* [SET PROBLEM] Your copy of the material must match it exactly, except that pictures are dropped.

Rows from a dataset
··········

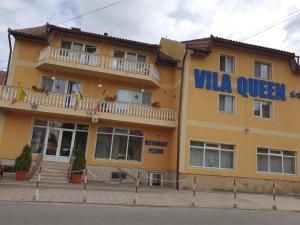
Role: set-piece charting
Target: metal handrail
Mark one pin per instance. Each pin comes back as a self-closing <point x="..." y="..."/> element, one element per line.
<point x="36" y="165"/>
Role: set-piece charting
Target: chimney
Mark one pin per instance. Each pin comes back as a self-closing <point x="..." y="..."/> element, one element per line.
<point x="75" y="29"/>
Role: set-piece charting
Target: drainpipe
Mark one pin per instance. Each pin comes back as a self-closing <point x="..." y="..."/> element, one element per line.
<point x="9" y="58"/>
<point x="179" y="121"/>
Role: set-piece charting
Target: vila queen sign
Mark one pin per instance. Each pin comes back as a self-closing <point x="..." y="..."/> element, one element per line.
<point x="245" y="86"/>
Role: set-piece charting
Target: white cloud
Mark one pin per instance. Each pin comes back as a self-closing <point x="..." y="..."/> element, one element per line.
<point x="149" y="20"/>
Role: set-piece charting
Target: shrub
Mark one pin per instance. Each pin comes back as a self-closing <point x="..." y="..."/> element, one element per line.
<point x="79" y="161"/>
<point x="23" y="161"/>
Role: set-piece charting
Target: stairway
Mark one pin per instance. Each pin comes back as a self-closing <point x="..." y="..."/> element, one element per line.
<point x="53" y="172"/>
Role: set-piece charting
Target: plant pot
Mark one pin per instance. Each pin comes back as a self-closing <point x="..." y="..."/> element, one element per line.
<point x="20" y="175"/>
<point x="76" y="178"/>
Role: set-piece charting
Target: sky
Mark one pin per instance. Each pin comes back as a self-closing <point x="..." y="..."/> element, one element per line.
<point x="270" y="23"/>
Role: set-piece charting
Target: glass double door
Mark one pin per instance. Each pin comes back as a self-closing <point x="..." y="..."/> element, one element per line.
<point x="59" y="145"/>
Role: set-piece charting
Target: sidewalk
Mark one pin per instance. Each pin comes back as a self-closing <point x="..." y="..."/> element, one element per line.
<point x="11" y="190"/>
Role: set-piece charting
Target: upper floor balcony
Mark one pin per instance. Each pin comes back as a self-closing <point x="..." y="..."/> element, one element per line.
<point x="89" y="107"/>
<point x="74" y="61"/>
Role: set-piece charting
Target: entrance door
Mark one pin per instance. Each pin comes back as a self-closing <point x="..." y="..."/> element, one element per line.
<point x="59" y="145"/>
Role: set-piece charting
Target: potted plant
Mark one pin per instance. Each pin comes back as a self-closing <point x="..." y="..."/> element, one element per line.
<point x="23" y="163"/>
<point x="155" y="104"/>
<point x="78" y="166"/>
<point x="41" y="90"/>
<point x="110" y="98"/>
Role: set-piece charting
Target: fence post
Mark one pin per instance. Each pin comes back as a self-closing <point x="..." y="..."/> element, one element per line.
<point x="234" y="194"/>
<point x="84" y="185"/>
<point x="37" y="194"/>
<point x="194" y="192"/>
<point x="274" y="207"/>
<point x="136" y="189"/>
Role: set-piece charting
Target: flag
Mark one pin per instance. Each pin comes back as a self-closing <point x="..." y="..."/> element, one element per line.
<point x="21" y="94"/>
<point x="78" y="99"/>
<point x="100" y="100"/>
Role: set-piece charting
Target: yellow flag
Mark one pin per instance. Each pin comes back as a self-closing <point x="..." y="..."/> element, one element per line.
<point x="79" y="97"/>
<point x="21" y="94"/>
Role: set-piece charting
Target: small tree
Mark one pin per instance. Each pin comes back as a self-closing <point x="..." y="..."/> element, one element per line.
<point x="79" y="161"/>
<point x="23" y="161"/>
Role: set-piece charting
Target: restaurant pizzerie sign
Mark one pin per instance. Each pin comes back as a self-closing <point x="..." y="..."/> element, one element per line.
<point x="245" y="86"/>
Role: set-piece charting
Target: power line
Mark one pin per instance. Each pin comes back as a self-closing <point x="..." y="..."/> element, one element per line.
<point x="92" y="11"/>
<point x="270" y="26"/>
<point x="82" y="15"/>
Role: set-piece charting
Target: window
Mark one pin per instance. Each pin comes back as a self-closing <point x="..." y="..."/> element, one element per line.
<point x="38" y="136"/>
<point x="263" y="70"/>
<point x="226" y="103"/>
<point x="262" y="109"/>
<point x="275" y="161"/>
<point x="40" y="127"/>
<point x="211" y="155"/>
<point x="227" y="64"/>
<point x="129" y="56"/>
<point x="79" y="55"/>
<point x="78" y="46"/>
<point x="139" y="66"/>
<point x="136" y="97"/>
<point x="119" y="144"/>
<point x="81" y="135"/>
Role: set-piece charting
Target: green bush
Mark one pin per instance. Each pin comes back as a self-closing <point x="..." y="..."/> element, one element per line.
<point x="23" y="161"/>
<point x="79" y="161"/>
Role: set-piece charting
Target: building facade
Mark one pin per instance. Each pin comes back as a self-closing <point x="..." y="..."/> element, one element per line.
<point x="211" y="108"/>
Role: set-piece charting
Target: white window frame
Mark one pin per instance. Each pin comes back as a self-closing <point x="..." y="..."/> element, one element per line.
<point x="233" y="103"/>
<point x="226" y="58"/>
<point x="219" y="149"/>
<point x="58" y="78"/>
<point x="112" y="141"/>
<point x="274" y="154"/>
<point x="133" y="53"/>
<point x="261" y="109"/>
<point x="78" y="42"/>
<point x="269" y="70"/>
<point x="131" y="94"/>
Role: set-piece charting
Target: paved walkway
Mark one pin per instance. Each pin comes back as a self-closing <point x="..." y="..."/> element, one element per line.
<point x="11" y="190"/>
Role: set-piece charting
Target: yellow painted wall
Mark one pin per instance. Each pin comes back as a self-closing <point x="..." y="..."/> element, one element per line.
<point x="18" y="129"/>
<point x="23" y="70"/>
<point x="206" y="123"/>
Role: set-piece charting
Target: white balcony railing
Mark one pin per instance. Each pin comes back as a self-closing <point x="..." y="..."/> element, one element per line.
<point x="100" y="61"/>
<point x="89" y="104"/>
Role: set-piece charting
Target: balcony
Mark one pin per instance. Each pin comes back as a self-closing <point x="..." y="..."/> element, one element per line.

··········

* [RESPONSE TO THE EXERCISE]
Role: set-piece charting
Target: metal handrail
Mark one pin per instance. Each pin comes back as a self-closing <point x="..." y="..."/> element, one element per line.
<point x="36" y="165"/>
Role: set-piece charting
Target: chimney
Mark one pin per instance. Each pin comes back as a self-closing <point x="..." y="..."/> element, one element per line.
<point x="75" y="29"/>
Role: set-piece charting
Target: drainpipe
Mark one pin per instance. Each pin comes back as a self-closing <point x="..." y="..."/> element, one element per line.
<point x="9" y="58"/>
<point x="179" y="121"/>
Role: set-piece charting
Target: vila queen sign
Mark one pin per instance. Each pin comes back as a self-closing <point x="..." y="..."/> element, one element per line.
<point x="245" y="86"/>
Role: set-piece charting
Target: white cloud
Mark one pin per instance. Each pin comes back as a self-closing <point x="..." y="..."/> element, one element per line.
<point x="149" y="20"/>
Role: set-piece charting
Target: shrub
Mark one pin per instance. Each pin comes back as a self-closing <point x="..." y="..."/> element, one element per line.
<point x="79" y="161"/>
<point x="23" y="161"/>
Role: set-piece charting
Target: stairway
Mark one pin per instance. Each pin comes back as a self-closing <point x="..." y="..."/> element, one element per line.
<point x="53" y="172"/>
Role: set-piece charting
Target: plant pot
Mark one pin per instance. Each pin comes back as a self-closing <point x="..." y="..."/> element, one element per line.
<point x="20" y="175"/>
<point x="76" y="178"/>
Role: set-piece charting
Target: sky
Mark one pin per instance. Each pin comes back as a self-closing <point x="..." y="..."/> element, one element per line.
<point x="270" y="23"/>
Role: set-piece charting
Target: glass double door
Mark one pin per instance. Each pin comes back as a self-closing <point x="..." y="..."/> element, one element per line.
<point x="59" y="145"/>
Role: set-piece charting
Target: sidewalk
Mark one pin per instance. Each pin comes back as a self-closing <point x="..." y="..."/> element, one element per line.
<point x="11" y="190"/>
Role: set-piece charting
Target: upper floor balcony
Mark one pin per instance. Each pin comes back as a self-closing <point x="..." y="..."/> element, one element per line.
<point x="89" y="107"/>
<point x="74" y="61"/>
Role: set-piece charting
Target: entrance door
Mark one pin per instance. Each pin comes back as a self-closing <point x="..." y="..."/> element, one element per line.
<point x="59" y="145"/>
Role: set-piece charting
Target: potted plant
Mark one pin per instance. Each pin comes back as a self-closing <point x="..." y="..."/> element, one element per line.
<point x="23" y="163"/>
<point x="155" y="104"/>
<point x="78" y="166"/>
<point x="41" y="90"/>
<point x="110" y="98"/>
Role: set-piece charting
Target: fence post
Mark one pin per instance. Each pin comes back as a self-closing <point x="..." y="..."/> element, one element per line.
<point x="234" y="194"/>
<point x="84" y="185"/>
<point x="37" y="194"/>
<point x="194" y="192"/>
<point x="274" y="207"/>
<point x="136" y="189"/>
Role: set-piece charting
Target: flag
Mark one pin per instance. Each pin comes back as a self-closing <point x="..." y="..."/> element, one element per line.
<point x="21" y="94"/>
<point x="78" y="99"/>
<point x="100" y="100"/>
Role: set-piece charting
Target: yellow flag
Mark one pin per instance. Each pin comes back as a self-closing <point x="..." y="..."/> element, one element per line.
<point x="79" y="97"/>
<point x="21" y="94"/>
Role: set-piece charting
Target: small tree
Mark one pin per instance. Each pin comes back as a self-closing <point x="..." y="..."/> element, one element per line.
<point x="79" y="161"/>
<point x="23" y="161"/>
Role: set-piece charting
Target: restaurant pizzerie sign
Mark one pin per instance. Each pin comes back as a self-closing <point x="..." y="..."/> element, one element per line.
<point x="245" y="86"/>
Role: set-piece charting
Target: power line
Mark one pin per instance. Each pin comes back as a self-closing <point x="..." y="..."/> element, one element per line.
<point x="92" y="11"/>
<point x="270" y="26"/>
<point x="82" y="15"/>
Role: set-piece charting
Target: window
Mark one pin per instance. Each pin comes back as a self-closing <point x="..." y="..."/> element, one element per line.
<point x="38" y="136"/>
<point x="263" y="70"/>
<point x="226" y="103"/>
<point x="262" y="109"/>
<point x="275" y="161"/>
<point x="40" y="127"/>
<point x="211" y="155"/>
<point x="227" y="64"/>
<point x="129" y="56"/>
<point x="79" y="55"/>
<point x="78" y="46"/>
<point x="139" y="66"/>
<point x="136" y="97"/>
<point x="119" y="144"/>
<point x="81" y="135"/>
Role: set-piece charting
Target: green bush
Mark one pin per instance. Each pin comes back as a self-closing <point x="..." y="..."/> element, one element per line.
<point x="23" y="161"/>
<point x="79" y="161"/>
Role: set-piece charting
Target: building facade
Mark one pin per instance. Each pin comes back as a self-closing <point x="..." y="..."/> element, one element per line.
<point x="211" y="108"/>
Role: set-piece charting
Target: white window frame
Mark one pin per instance. Each pin comes back as a self-closing <point x="..." y="..."/> element, one element per line.
<point x="233" y="103"/>
<point x="226" y="58"/>
<point x="219" y="149"/>
<point x="58" y="78"/>
<point x="112" y="141"/>
<point x="274" y="154"/>
<point x="133" y="53"/>
<point x="261" y="109"/>
<point x="78" y="42"/>
<point x="269" y="70"/>
<point x="131" y="94"/>
Role: set-piece charting
Target: paved walkway
Mark one pin per instance. Each pin comes back as a self-closing <point x="..." y="..."/> element, one element per line.
<point x="11" y="190"/>
Role: set-piece charting
Target: yellow painted wall
Mark one pin per instance. Each pin comes back as a self-closing <point x="..." y="..."/> element, one element per line.
<point x="18" y="129"/>
<point x="23" y="70"/>
<point x="206" y="123"/>
Role: set-piece charting
Target: white balcony railing
Mark one pin per instance. Each pin comes back as a self-closing <point x="..." y="..."/> element, one element per line.
<point x="100" y="61"/>
<point x="89" y="104"/>
Role: set-piece charting
Target: balcony
Mark one pin per instance. Each pin comes back as a self-closing <point x="..." y="..."/> element, one element per line.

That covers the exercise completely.